Dalam lansiran berita media (cetak dan elektronik), Komodo terancam dihapus dari 28 keajaiban dunia bila tidak menyetor 10 juta US$. Itu belum termasuk pelaksanaanya yang mengeluarkan 35 juta US$ kepada pihak New 7 Wonders.

Bahkan Yayasan New 7 Wonders mengancam jika fee tersebut tidak dibayar dan jika Indonesia tidak bersedia menjadi panitia penyelenggara penganugerahan, maka Komodo akan di-delete dari bagian 28 keajaiban dunia.

Berita yang ramai dipersoalkan di media massa ini, sontak memompa kita untuk bertanya terkait kredibilitas, kapabilitas dan integritas Yayasan New 7 Wonder. Bahwa selektivitas New 7 Wonder yang semestinya menilai secara obyektif terhadap spesifikasi dan keunikan Komodo sebagai bagian dari 7 keajabiban dunia, malah berubah mengkapitalisasikan Komodo sebagai alat memeras pemerintah Indonesia untuk kepentingan pragmatis dan bisnis New 7 Wonder.

Jika kita mengendus, gejala kapitalisasi New 7 Wonder terhadap Komodo itu sudah terasa sejak naik-turunnya Komodo dalam peringkat sementara 7 keajaiban dunia. Bahkan vote untuk Pulau komodo sempat terhapus dari situs New 7 Wonders dengan alasan kerusakan hosting.

Ini sulit diterima. Mestinya, jika New 7 Wonder obyektif, naik turunnya peringkat Komodo dalam seleksi 7 keajabain dunia ditransparansikan pada masyarakat Indonesia serta menyampaikan alasan yang lebih rasional.

Demikian pun ancaman New 7 Wonder terhadap pemerintah Indonesia dinilai berlebihan dan "cenderung memeras". Dengan demikian, kapasitas New 7 Wonder sejatinya dipertanyakan. Tidak saja oleh masyarakat Indonesia, tapi oleh seluruh masyarakat dunia yang selama ini peduli terhadap Komodo.

Lembaga yang telah mendunia ini mestinya "di-blacklist" karena tidak memiliki integritas sebagai penyelenggaran ivent bergengsi dan berskala dunia tersebut. Bahkan masyarakat dunia mesti mencurigai New 7 Wonders bahwa ada kepentingan bisnis di balik semua ini.

Jika Yayasan New 7 Wonder objektif dan transparan, mestinya semua persyarakatan terkait fee tersebut sudah disampaikan pada pemerintah Indonesia sejak pertama kali Komodo terdaftar sebagai calon peraih 7 keajaiban dunia di situs New 7 Wonder.

Apalagi namanya "kalau bukan pemerasan, jika informasi biaya fee tersebut dituntut setelah Komodo terdaftar sebagai calon dari salah satu 7 keajabiban dunia". Kasarnya, pemerintah Indonesia terkesan terjebak dalam blunder permainan bisnis kotor New 7 Wonder.

| Materi Tersedia |
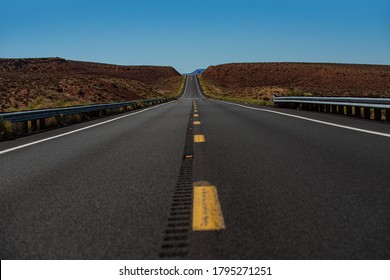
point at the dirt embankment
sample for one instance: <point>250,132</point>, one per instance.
<point>55,82</point>
<point>262,80</point>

| Tugas Soal 1 |
Dalam teks tentang Komodo dan New 7 Wonders, apa alasan penulis bahwa lembaga itu mestinya "di-blacklist"? Jawab dalam satu sampai tiga kalimat.
| Tugas Soal 2 |
Menurut teks tentang Komodo dan New 7 Wonders, berapa setoran yang harus dibayar agar Komodo tidak dihapus dari 28 keajaiban dunia?

| Jawaban Soal 1 |
Menurut penulis, lembaga itu mestinya di-blacklist karena tidak memiliki integritas sebagai penyelenggara ajang bergengsi berskala dunia. Penulis juga menyatakan masyarakat dunia mesti mencurigai adanya kepentingan bisnis di balik semua ini.

| Jawaban Soal 2 |
10 juta US$.